-------- Study text

SEATTLE, Washington — According to the World Health Organization, women worldwide predominantly have common mental health disorders (CMDs) such as anxiety, depression and post-traumatic stress disorder. Women in India are more likely to develop CMDs due to socio-cultural institutions like caste systems and dowry practices that inhibit agency and perpetuate gender inequality. The Mariwala Health Initiative (MHI) is a nonprofit organization based in Mumbai, India that improves Indian women’s mental health by combating gender discrimination and systemic oppression.
Women in India are significantly more at risk to develop CMDs due to:
- Increased vulnerability to domestic violence and sexual abuse
- Limited accessibility to education and employment opportunities
- Restricted autonomy and support in decision making
The Borgen Project spoke with Raj Mariwala, the director of MHI, to receive insight into the nonprofit organization’s current efforts to improve women’s mental health in India.
Interview With MHI Director Raj Mariwala
The Borgen Project: What community-based approaches does the Mariwala Health Initiative take to provide treatment, services, promote mental health care and destigmatize mental illness?
Mariwala: “At MHI, we believe in a psychosocial approach to mental health—that mental health is a spectrum, and that we must situate lived experience at the core of any capacity, building work or intervention. We fund initiatives that are user-survivor-centered, shifting mental health dialogue from the old welfare-based model to a [human]rights-based one.
In our view, a paradigm shift in the conversation is called for, from prescriptive and paternalistic to perspective-oriented and intersectional. To this end, we work with our partners to create and nurture a mental health ecosystem with multiple stakeholders—individuals, communities, organizations and policymakers and government.
The initiatives we tend to support are those with a strong focus on community-based grassroots interventions, where services and support are provided not just by experts but also by trained individuals from within the community. In addition to foregrounding community voices and participation, this approach also acknowledges how systemic barriers and marginalization, specific to their particular context, affect an individual’s well-being. We believe that the only path to a holistic, universally accessible mental health ecosystem is through challenging structural inequalities.[At the MHI,] we believe that strong linkages need to be forged between mental health service providers and allied services concerned with livelihood, health, gender, sexuality, education, legal support, as well as government welfare schemes. This boils down to our belief that mental health is a development issue. Thus, mental health issues cannot be considered in isolation from other areas of development, such as education, employment, emergency responses and human rights capacity.”
TBP: How does the Mariwala Health Initiative make mental health resources more accessible to women?

----------------
-------- Provided information

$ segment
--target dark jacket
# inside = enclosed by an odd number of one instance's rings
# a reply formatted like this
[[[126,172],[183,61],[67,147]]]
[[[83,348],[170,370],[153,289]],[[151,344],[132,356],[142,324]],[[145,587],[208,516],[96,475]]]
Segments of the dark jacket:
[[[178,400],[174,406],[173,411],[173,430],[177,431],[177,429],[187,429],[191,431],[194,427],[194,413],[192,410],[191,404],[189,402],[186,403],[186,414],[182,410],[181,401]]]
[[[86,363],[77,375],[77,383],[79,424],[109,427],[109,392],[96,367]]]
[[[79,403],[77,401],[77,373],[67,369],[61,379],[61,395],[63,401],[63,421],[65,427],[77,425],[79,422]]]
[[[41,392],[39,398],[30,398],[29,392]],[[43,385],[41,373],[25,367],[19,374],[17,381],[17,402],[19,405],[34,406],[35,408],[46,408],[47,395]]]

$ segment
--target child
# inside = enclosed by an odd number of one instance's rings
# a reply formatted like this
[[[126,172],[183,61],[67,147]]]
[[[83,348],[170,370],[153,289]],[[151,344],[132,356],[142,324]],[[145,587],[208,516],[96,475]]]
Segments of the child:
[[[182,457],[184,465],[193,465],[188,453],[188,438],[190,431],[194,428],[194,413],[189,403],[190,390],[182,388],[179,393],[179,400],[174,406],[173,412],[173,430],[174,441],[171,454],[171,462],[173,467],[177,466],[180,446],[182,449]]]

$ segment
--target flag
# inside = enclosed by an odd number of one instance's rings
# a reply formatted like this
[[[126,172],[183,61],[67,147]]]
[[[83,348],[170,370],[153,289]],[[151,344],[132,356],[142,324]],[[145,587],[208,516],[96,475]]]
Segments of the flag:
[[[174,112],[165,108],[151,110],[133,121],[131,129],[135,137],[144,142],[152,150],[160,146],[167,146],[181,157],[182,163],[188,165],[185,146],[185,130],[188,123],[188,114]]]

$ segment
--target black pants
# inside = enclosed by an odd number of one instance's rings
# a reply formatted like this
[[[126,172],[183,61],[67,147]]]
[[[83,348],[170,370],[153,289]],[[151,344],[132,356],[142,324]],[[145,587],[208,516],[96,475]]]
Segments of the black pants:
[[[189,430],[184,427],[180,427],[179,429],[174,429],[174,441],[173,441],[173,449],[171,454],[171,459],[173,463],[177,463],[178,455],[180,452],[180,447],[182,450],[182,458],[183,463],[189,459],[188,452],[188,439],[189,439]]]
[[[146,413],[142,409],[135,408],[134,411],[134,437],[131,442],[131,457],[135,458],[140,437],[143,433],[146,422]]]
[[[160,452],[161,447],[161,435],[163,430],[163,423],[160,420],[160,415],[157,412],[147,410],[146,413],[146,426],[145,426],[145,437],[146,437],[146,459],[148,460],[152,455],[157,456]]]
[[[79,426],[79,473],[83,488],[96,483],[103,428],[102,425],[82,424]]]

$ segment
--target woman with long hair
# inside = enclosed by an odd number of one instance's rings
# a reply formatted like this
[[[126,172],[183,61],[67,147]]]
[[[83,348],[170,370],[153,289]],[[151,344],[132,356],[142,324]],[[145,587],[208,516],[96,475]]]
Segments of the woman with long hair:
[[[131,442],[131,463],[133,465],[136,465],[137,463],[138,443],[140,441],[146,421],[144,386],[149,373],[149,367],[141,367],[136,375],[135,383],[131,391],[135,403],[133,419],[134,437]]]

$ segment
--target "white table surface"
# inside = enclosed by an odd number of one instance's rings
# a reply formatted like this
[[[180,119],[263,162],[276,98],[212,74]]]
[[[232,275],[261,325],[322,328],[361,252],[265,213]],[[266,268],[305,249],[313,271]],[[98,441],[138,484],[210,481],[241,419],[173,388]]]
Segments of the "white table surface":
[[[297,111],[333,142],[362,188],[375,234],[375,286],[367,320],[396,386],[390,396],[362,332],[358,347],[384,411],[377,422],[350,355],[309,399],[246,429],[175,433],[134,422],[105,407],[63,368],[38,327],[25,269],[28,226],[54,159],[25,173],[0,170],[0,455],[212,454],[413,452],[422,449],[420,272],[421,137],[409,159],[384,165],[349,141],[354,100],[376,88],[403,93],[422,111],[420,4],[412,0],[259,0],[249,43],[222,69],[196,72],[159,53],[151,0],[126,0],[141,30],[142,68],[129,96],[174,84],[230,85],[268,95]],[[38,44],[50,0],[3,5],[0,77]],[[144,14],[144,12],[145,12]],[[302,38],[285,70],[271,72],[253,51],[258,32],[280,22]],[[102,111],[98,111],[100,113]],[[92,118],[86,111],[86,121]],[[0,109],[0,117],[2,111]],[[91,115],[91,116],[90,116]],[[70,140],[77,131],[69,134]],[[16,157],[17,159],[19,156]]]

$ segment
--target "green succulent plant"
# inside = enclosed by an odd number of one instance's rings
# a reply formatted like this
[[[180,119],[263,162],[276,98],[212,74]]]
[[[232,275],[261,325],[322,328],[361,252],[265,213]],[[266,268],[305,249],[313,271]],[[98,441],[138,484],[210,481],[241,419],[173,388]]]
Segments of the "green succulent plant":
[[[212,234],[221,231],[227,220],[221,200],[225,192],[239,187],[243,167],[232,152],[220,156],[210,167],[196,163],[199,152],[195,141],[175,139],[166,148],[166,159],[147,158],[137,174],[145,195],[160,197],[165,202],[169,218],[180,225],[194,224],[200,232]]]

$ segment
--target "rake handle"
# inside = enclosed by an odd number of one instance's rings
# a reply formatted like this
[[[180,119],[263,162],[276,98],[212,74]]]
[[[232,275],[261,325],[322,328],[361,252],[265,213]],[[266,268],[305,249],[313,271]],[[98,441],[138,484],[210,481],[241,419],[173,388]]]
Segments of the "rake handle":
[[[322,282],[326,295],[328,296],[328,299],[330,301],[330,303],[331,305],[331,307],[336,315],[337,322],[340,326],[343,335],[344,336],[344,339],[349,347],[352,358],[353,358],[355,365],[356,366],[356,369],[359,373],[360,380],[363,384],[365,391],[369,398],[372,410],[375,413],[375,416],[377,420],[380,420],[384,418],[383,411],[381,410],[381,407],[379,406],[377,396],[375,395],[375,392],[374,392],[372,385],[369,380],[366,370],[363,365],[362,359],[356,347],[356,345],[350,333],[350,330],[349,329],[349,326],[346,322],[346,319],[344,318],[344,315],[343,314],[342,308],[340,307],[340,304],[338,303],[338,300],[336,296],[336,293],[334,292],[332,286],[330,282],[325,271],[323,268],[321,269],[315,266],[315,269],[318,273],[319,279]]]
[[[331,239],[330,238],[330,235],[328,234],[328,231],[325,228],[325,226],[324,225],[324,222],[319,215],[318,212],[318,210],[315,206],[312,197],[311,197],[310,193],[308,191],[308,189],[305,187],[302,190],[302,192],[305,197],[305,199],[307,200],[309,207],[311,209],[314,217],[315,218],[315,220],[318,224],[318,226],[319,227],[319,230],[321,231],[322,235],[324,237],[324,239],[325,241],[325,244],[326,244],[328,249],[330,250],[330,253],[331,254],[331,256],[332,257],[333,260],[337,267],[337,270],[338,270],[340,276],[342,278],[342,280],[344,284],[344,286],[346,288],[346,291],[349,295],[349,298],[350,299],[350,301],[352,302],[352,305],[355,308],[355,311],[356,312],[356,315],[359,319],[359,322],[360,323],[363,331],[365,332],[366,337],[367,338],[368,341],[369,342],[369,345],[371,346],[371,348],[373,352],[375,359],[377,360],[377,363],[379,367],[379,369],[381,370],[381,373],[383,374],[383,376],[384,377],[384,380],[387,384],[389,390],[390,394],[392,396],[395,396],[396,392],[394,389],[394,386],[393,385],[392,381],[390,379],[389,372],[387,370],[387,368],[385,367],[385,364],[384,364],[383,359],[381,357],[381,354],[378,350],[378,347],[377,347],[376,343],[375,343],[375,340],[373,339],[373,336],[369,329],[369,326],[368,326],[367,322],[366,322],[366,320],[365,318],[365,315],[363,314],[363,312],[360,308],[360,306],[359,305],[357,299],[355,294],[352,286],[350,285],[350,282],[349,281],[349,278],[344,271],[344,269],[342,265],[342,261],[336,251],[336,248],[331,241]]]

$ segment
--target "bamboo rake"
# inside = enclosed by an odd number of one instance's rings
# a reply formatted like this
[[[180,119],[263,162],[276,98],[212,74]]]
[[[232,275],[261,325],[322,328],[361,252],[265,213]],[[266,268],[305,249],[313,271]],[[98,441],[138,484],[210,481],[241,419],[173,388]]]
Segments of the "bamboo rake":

----------------

**Questions:**
(1) In which city is the Mariwala Health Initiative based, according to the article on women's mental health in India?
(2) Reproduce the passage of the article on women's mental health in India that starts at "SEATTLE, Washington —" and ends at "and systemic oppression.".

**Results in order:**
(1) Mumbai, India.

(2)
SEATTLE, Washington — According to the World Health Organization, women worldwide predominantly have common mental health disorders (CMDs) such as anxiety, depression and post-traumatic stress disorder. Women in India are more likely to develop CMDs due to socio-cultural institutions like caste systems and dowry practices that inhibit agency and perpetuate gender inequality. The Mariwala Health Initiative (MHI) is a nonprofit organization based in Mumbai, India that improves Indian women’s mental health by combating gender discrimination and systemic oppression.